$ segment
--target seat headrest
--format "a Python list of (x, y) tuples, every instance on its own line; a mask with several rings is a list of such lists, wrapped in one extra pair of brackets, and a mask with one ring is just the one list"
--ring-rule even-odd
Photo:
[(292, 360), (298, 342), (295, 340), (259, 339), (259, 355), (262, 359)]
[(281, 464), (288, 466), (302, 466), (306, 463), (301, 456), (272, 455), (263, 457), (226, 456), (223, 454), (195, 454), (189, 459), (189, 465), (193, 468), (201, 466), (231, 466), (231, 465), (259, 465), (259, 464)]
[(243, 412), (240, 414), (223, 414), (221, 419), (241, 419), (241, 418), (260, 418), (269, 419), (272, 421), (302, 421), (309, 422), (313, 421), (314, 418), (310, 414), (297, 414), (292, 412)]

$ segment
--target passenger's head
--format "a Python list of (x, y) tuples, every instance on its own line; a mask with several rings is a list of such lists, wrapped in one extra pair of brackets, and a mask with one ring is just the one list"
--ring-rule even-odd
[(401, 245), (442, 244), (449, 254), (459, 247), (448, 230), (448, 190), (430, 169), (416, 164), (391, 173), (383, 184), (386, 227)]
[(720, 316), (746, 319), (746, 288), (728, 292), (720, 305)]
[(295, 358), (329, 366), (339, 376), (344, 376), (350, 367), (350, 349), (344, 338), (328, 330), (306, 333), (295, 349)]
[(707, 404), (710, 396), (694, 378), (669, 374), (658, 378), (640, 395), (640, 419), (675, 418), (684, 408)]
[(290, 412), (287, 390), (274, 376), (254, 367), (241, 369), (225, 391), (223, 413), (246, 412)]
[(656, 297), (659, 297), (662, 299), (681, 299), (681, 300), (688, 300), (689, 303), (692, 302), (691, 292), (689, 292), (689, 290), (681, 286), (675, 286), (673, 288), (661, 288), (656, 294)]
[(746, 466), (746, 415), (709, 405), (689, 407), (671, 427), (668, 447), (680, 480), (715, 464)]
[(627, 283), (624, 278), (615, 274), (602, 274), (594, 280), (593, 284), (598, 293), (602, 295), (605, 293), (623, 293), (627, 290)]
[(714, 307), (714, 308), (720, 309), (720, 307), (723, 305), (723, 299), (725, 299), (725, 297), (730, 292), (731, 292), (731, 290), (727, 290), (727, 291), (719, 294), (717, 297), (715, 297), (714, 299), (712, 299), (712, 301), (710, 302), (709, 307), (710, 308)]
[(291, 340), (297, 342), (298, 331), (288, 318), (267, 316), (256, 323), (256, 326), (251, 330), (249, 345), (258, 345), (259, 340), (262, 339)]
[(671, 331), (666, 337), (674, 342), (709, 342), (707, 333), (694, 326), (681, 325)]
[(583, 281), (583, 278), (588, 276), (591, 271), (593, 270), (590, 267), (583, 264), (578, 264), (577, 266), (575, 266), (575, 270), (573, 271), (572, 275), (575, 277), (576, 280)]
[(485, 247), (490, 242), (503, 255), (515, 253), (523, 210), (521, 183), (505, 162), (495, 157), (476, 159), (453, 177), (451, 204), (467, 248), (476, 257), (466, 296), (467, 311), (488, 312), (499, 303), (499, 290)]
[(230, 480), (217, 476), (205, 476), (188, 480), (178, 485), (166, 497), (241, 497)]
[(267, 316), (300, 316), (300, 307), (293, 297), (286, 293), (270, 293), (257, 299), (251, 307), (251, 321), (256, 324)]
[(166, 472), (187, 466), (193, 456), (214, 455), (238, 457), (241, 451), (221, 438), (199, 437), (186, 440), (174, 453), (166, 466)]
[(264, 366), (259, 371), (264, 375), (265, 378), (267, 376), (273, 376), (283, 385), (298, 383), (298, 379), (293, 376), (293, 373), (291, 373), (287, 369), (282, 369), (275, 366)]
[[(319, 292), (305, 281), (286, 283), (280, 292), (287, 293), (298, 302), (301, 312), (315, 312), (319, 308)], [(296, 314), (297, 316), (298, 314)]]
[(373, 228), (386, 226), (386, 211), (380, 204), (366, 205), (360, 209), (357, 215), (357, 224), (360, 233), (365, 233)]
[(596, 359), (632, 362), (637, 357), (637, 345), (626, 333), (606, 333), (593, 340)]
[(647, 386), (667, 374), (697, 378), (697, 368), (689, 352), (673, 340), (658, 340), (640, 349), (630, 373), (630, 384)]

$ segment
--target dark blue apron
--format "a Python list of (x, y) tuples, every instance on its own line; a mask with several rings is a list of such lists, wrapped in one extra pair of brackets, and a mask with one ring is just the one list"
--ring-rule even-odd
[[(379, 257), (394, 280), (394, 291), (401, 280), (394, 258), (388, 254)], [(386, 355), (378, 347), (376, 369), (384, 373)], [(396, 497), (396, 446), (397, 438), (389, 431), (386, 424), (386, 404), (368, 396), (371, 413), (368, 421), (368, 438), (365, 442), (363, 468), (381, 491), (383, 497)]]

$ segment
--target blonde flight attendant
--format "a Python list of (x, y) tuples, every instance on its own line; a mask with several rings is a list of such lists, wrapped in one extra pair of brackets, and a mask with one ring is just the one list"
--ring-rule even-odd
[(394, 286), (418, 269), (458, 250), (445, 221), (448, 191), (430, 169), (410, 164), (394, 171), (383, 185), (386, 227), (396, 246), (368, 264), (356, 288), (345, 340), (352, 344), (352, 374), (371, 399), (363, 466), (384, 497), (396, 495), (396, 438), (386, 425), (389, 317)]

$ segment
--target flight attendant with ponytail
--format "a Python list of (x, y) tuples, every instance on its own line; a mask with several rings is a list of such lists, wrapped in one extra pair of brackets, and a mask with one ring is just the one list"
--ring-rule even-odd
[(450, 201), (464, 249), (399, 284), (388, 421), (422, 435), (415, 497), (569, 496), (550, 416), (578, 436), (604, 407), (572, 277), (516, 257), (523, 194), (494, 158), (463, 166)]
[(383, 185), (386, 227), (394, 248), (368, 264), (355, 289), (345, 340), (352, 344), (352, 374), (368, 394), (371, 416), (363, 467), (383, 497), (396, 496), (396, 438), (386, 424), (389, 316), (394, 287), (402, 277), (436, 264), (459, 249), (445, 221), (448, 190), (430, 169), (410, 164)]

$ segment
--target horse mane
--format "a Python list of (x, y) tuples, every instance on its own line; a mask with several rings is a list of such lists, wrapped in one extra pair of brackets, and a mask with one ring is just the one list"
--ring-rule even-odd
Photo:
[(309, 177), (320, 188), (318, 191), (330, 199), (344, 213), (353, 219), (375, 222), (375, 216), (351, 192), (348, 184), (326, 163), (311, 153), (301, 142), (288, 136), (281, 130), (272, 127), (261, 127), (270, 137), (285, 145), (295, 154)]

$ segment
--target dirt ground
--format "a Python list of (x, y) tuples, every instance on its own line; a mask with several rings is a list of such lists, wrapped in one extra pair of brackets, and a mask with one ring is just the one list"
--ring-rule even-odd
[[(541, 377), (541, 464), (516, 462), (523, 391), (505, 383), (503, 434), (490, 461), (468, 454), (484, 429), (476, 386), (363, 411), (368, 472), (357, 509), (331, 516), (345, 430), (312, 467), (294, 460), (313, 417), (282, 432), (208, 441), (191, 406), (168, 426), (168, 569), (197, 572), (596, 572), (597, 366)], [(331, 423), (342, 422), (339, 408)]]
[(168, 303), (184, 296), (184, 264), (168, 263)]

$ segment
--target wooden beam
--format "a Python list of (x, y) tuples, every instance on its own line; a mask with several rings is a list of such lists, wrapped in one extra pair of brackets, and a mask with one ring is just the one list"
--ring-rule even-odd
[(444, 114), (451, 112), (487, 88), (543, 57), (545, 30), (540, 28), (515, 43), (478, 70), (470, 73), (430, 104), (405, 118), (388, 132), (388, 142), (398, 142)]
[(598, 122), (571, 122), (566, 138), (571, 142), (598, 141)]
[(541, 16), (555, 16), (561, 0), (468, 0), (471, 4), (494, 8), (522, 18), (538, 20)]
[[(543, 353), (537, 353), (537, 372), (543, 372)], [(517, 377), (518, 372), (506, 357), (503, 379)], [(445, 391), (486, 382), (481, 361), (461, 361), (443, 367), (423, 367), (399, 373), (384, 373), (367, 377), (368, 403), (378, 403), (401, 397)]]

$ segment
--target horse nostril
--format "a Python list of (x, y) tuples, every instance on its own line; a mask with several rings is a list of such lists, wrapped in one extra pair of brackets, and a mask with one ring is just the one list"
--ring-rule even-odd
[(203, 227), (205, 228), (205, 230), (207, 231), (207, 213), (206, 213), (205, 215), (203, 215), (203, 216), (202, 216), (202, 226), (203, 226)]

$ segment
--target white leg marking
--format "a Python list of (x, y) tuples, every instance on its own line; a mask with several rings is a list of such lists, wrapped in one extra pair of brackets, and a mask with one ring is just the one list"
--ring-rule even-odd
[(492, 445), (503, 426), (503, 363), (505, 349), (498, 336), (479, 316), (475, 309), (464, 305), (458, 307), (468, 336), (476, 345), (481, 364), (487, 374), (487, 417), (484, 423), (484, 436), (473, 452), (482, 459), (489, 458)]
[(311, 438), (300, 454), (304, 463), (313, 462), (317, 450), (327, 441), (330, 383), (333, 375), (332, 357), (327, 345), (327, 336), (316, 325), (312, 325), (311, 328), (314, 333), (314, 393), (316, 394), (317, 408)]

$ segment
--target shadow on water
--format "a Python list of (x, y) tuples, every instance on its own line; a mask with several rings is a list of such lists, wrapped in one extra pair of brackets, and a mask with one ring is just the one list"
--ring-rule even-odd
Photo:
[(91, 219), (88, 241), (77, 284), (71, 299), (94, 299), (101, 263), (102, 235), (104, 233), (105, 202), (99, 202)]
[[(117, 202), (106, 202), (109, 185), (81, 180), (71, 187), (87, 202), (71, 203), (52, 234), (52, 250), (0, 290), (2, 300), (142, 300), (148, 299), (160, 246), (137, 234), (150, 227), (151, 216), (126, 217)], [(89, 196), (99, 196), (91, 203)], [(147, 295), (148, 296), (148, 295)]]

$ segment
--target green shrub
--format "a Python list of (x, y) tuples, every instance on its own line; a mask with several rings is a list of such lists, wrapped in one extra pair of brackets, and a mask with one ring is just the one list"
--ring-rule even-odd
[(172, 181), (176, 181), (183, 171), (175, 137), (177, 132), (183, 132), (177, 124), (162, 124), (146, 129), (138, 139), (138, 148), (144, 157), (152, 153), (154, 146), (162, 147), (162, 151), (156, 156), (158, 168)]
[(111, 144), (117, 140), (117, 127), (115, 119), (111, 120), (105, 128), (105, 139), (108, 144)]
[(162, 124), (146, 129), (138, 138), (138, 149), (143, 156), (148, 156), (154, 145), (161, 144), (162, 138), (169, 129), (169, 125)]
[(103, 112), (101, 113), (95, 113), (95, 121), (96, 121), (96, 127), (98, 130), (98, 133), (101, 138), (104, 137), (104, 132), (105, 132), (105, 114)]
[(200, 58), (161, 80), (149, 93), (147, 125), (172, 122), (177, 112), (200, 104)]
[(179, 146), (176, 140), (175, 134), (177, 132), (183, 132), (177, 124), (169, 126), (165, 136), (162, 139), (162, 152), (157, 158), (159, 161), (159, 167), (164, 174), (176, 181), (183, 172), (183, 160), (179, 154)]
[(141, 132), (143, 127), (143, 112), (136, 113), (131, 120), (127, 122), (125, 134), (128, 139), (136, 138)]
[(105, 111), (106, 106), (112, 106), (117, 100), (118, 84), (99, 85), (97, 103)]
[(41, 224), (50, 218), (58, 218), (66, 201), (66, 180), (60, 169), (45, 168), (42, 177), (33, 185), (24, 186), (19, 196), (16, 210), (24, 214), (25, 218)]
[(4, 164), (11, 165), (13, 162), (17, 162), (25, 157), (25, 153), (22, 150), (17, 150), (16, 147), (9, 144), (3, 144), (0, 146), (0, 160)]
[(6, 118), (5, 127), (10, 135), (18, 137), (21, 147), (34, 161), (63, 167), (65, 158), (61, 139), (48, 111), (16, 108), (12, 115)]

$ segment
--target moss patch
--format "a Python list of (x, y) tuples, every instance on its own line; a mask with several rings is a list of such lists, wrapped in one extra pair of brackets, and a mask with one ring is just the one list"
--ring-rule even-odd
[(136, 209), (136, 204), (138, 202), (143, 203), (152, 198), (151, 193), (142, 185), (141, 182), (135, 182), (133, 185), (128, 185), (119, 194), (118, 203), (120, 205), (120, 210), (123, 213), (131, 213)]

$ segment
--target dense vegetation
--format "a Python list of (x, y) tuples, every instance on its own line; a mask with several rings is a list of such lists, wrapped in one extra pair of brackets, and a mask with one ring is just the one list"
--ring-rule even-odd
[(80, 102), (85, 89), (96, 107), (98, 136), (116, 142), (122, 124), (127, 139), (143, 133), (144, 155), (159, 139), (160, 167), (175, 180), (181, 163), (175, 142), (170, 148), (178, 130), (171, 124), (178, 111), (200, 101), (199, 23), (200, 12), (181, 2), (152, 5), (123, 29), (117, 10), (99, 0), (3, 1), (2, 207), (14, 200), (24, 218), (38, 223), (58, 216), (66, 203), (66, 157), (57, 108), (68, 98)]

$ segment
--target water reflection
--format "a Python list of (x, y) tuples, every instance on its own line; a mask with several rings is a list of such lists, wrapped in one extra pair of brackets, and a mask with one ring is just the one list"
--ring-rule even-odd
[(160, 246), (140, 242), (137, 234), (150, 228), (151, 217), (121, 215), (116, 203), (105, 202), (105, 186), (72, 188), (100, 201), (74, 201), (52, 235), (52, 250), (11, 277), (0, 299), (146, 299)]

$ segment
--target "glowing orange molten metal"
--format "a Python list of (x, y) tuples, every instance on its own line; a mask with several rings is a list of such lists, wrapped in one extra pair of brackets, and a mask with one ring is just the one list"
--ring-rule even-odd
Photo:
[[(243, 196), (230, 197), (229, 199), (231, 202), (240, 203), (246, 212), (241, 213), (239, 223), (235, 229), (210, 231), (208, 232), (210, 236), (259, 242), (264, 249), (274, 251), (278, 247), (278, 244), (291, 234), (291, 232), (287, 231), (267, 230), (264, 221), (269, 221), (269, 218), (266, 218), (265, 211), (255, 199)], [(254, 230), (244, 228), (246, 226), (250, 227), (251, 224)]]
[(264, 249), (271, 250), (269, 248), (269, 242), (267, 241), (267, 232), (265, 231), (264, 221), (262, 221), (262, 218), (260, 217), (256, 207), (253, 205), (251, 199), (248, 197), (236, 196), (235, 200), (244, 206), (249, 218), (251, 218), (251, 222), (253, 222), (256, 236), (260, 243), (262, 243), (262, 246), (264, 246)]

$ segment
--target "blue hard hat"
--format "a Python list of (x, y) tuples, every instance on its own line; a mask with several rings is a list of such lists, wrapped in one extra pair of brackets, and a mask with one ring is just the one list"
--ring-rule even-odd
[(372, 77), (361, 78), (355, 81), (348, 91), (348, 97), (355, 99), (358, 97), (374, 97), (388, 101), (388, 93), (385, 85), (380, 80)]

**ABOUT THIS EXERCISE**
Reproduce every line of the listing above in which the string "water" appears.

**THE COMPLETED TASK**
--target shadow on water
--target water reflection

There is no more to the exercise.